→ TAREFA A:
Por favor, reproduza os registros começando pela linha que contém "Where can the bunch" e seguindo até a linha que contém "column 323, row 242", renomeando "stone pavement" para "cobblestone street" e mantendo todo o resto igual.

=== TEXTO FORNECIDO ===

Conquista da quarta estrela completa 30 anos

Célio Silva garantiu o título colorado

O título que marcou uma geração: assim pode ser definida a conquista da Copa do Brasil de 1992, que garantiu ao Inter sua quarta estrela nacional. Ao longo de 10 jogos, o Colorado marcou 20 gols e conquistou seis vitórias e três empates – enquanto o único revés, sofrido na partida de ida da decisão, foi rapidamente superado com a força do Beira-Rio. Há 30 anos, durante o entardecer em Porto Alegre, o país, mais uma vez, foi pintado de vermelho. A partir de então, a noite do povo gaúcho, regozijado em alegria, não tinha hora para acabar.

=== REGISTROS FORNECIDOS ===

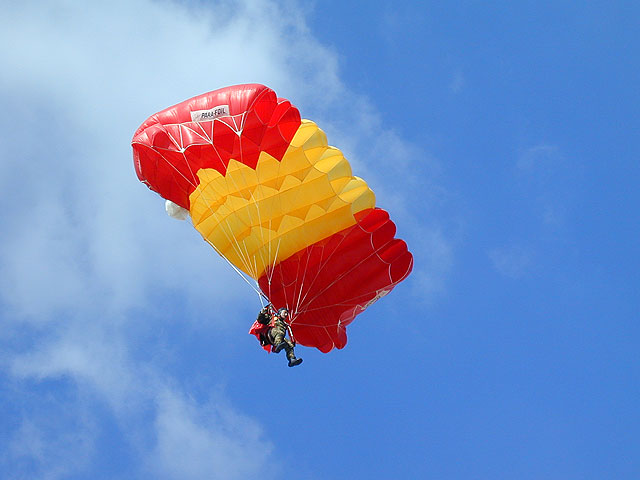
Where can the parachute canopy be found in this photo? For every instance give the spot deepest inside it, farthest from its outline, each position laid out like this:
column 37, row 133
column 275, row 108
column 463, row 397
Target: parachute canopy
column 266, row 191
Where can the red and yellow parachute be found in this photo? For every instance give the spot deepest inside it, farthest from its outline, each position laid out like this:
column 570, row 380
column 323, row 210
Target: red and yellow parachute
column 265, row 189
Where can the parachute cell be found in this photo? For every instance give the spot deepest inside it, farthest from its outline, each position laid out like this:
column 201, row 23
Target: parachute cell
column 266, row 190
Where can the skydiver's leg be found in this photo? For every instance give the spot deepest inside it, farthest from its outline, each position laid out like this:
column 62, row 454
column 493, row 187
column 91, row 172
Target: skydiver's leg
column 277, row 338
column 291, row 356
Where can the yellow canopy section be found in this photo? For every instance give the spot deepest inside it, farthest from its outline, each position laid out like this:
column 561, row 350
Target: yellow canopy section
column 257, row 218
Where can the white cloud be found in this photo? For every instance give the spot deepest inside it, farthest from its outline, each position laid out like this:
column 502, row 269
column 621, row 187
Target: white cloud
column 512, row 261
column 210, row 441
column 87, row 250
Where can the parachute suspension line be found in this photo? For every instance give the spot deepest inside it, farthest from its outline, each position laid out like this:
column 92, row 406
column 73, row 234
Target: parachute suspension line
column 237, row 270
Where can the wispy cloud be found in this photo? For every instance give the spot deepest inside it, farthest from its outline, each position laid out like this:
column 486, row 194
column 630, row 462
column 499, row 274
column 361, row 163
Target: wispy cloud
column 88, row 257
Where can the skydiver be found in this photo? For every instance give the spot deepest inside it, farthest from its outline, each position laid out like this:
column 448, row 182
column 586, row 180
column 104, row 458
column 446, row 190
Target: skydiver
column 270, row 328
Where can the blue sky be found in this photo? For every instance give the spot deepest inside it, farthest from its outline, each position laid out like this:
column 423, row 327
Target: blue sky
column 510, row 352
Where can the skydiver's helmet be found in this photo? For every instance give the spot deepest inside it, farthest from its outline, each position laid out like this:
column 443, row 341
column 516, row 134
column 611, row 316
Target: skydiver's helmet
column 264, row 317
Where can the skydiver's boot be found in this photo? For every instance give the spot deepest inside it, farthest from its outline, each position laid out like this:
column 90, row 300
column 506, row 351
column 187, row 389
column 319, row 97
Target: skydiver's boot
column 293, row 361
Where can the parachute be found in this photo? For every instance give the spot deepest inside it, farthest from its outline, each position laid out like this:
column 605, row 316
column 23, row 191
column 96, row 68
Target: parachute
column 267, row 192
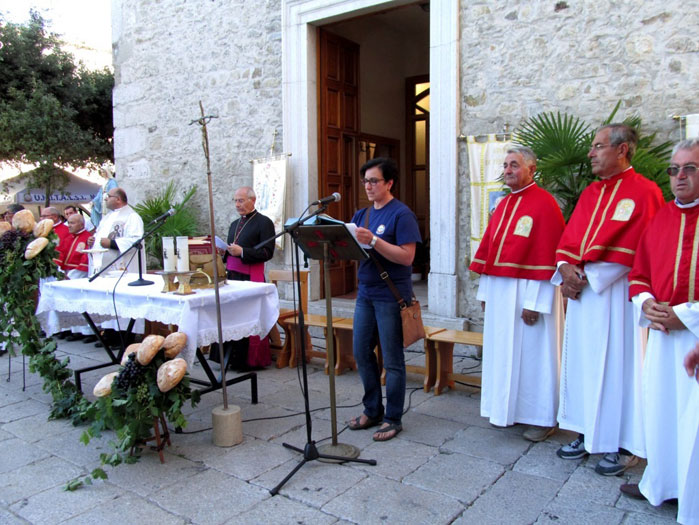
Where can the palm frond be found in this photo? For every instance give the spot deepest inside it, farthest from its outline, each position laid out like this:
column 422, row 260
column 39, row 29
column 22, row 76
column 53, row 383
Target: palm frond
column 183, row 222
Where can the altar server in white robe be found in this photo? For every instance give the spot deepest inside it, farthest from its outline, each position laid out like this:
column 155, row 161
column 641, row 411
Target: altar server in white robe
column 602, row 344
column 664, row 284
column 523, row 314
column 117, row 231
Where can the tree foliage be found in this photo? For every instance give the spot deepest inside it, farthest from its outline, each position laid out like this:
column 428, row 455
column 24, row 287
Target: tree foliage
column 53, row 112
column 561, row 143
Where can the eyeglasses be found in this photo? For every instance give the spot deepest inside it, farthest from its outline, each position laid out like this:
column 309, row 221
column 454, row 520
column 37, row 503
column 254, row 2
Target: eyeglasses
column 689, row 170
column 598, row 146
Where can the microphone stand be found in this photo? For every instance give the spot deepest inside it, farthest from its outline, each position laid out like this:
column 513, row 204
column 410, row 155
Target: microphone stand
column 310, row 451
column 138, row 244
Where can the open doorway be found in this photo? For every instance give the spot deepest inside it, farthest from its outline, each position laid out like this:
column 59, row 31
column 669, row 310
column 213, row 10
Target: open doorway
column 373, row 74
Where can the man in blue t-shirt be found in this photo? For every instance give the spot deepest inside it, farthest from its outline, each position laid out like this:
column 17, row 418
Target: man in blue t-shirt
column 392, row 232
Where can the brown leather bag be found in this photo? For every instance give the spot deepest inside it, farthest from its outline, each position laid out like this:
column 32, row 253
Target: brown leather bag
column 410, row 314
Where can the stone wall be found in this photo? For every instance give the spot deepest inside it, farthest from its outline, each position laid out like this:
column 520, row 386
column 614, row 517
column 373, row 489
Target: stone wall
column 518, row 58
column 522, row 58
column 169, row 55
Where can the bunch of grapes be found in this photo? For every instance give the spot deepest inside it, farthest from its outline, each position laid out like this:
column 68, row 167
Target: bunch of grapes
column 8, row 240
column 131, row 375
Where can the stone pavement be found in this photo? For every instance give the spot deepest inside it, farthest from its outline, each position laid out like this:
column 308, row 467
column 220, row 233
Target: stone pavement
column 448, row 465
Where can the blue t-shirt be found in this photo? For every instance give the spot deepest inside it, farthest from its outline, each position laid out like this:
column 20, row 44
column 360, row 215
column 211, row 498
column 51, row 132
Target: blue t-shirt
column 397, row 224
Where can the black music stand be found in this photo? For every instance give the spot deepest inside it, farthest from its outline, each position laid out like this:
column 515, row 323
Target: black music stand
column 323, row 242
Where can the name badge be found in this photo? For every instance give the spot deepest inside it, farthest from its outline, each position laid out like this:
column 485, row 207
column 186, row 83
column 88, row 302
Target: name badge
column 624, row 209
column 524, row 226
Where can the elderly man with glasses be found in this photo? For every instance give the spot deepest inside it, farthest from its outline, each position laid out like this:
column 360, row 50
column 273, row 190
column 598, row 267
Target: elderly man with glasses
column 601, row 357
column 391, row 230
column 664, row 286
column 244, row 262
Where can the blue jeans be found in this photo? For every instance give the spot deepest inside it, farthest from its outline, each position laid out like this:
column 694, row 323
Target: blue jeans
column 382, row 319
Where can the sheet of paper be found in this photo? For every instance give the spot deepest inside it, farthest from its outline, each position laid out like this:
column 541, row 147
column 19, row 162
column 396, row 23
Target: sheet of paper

===

→ TAREFA B:
Repita o texto sobre a conquista da Copa do Brasil de 1992 sem nenhuma alteração.

→ RESPOSTA A:
Where can the bunch of grapes be found in this photo? For every instance give the spot deepest inside it, farthest from its outline, each position laid out like this:
column 68, row 167
Target: bunch of grapes
column 8, row 240
column 131, row 375
Where can the cobblestone street be found in this photo? For every instance give the spot deepest inside it, farthest from its outline, each position laid out like this:
column 308, row 467
column 220, row 233
Target: cobblestone street
column 448, row 465
Where can the blue t-shirt be found in this photo? For every instance give the spot deepest inside it, farthest from its outline, each position laid out like this:
column 20, row 44
column 360, row 215
column 211, row 498
column 51, row 132
Target: blue t-shirt
column 397, row 224
Where can the black music stand be found in this photo? For every instance give the spot deepest inside it, farthest from its outline, each position laid out like this:
column 515, row 323
Target: black music stand
column 323, row 242

→ RESPOSTA B:
Conquista da quarta estrela completa 30 anos

Célio Silva garantiu o título colorado

O título que marcou uma geração: assim pode ser definida a conquista da Copa do Brasil de 1992, que garantiu ao Inter sua quarta estrela nacional. Ao longo de 10 jogos, o Colorado marcou 20 gols e conquistou seis vitórias e três empates – enquanto o único revés, sofrido na partida de ida da decisão, foi rapidamente superado com a força do Beira-Rio. Há 30 anos, durante o entardecer em Porto Alegre, o país, mais uma vez, foi pintado de vermelho. A partir de então, a noite do povo gaúcho, regozijado em alegria, não tinha hora para acabar.